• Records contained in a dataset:
──────

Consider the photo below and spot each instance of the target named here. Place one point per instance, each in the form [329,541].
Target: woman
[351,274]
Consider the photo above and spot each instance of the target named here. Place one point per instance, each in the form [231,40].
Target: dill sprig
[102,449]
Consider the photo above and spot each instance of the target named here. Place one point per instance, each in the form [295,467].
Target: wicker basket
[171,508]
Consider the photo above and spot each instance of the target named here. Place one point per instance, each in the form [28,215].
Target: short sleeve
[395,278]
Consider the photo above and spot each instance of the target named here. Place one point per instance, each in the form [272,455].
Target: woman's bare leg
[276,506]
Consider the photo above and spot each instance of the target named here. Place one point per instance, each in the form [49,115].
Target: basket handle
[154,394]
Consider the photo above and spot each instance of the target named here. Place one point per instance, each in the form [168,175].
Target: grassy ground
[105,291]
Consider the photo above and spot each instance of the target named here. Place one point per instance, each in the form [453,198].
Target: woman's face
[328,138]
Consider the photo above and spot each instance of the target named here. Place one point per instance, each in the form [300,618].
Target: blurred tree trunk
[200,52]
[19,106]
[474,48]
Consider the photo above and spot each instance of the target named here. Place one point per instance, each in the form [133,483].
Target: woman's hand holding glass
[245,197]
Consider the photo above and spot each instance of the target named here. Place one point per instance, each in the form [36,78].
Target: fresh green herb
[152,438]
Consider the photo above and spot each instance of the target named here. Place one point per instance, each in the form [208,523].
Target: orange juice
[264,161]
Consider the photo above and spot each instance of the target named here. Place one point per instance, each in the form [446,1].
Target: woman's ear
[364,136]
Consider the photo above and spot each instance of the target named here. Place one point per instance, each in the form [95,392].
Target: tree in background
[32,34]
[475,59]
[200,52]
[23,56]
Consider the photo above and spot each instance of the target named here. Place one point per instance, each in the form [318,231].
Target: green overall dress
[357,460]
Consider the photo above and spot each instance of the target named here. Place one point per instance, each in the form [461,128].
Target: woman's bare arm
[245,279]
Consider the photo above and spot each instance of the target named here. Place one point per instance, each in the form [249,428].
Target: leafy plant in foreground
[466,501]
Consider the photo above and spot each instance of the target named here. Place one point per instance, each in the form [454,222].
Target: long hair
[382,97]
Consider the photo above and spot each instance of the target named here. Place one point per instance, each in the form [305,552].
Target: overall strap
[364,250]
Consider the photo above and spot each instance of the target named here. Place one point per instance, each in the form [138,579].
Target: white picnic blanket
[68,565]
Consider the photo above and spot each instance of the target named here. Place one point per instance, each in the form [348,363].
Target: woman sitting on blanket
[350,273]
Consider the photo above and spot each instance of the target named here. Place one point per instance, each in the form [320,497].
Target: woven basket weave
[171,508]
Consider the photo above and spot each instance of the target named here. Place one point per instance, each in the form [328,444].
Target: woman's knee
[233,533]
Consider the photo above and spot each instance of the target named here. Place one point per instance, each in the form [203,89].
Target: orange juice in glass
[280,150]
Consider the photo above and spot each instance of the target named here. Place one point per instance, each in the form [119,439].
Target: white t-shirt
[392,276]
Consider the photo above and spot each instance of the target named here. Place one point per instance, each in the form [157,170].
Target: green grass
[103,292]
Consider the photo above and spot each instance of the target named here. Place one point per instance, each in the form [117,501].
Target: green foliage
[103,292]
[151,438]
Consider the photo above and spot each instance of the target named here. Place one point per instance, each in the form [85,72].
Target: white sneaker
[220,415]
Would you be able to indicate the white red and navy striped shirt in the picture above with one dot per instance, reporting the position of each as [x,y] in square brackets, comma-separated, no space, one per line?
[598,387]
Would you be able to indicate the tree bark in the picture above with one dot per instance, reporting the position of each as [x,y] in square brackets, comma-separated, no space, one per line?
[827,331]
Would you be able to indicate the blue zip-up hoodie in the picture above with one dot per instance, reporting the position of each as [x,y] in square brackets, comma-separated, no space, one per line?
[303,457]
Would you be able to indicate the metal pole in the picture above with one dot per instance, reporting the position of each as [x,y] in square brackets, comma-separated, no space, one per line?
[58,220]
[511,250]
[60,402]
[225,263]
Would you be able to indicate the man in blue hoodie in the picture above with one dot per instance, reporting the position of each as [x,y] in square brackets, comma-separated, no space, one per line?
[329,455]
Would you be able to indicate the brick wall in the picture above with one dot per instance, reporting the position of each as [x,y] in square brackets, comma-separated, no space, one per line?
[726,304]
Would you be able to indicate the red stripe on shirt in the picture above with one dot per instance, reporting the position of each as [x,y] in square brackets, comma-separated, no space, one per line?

──────

The required output is the exact run of lines from the one with "Would you be able to indicate the brick" through the final line of the entries.

• Response to the exercise:
Would you be able to indicate the brick wall in the picture above with one dot per instance, reporting the position of each as [x,y] in square brackets, comma-separated, no space, one per line?
[726,304]
Would you be able to indicate the red stripe on shirt in the picture above with one dot per instance, reporting the position of each as [x,y] in square brackets, comma-separated, no space, one per line?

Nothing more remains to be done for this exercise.